— 文本段落 —

=======

模拟专题
作者:互联网
1095 Cars on Campus
配对要求是,如果一个车多次进入未出,取最后一个值;如果一个车多次out未进入,取第一个值。
注意:一个车可能出入校园好多次,停车的时间应该取之和
#include <iostream>
#include <cstdio>
#include <cstdlib>
#include <algorithm>
#include <string>
#include <string.h>
#include <vector>
#include <unordered_map>
using namespace std;
const int N=10010;
const int MAXT=24*3600;
int n,k,hh,mm,ss,flag,num,maxv;
string p,st;
unordered_map<string,int>plates;
unordered_map<int,string>revplates;
vector<string>ansstr;
struct Car{
int tot,flag;
bool operator<(Car x)const{
return tot<x.tot;
}
};
vector<Car>cars[N];
int timeList[MAXT];
int main() {
scanf("%d%d",&n,&k);
for(int i=1;i<=n;++i){
cin>>p;
if(!plates.count(p)) plates[p]=++num;
revplates[plates[p]]=p;
scanf("%d:%d:%d",&hh,&mm,&ss);
int tot=hh*3600+mm*60+ss;
cin>>st;
if(st=="in") flag=1;
else flag=0;
cars[plates[p]].push_back({tot,flag});
}
for(int i=1;i<=num;++i){
sort(cars[i].begin(),cars[i].end());
int j=0,span=0;
while(j<cars[i].size()){
while(!cars[i][j].flag&&j<cars[i].size()) j++;
if(j>=cars[i].size()) break;
while(cars[i][j].flag&&j<cars[i].size()) j++;
if(j>=cars[i].size()) break;
//cars[i][j-1].flag==1,cars[i][j].flag==0
timeList[cars[i][j-1].tot]++;
timeList[cars[i][j].tot]--;
span+=cars[i][j].tot-cars[i][j-1].tot;
j++;
}
if(span>maxv){
ansstr.clear();
ansstr.push_back(revplates[i]);
maxv=span;
}else if(span==maxv){
ansstr.push_back(revplates[i]);
}
}
for(int i=1;i<MAXT;++i)

=======

— 小练习 —
根据上方文本段落回答以下问题:
(a) 一辆车多次进入而未出时,配对取哪个值?
(b) 一辆车多次出入校园时,停车时间应如何取值?
(c) 代码中常量 MAXT 被定义为什么表达式?

— 材料汇编 —
=======

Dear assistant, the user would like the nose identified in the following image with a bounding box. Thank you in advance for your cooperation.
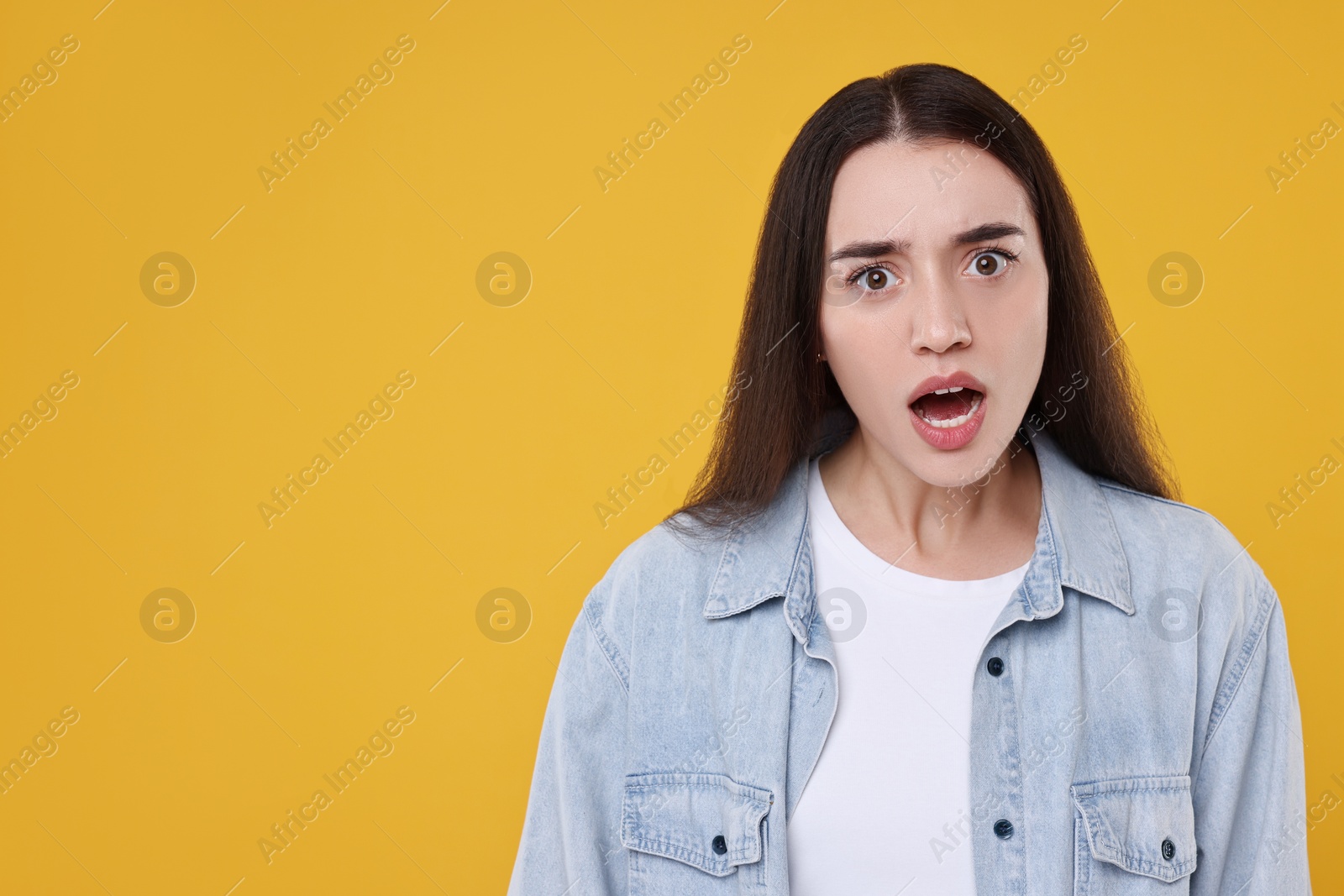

=======

— 本题解答 —
(a) 取最后一个值。
(b) 取各次停车时间之和。
(c) 24*3600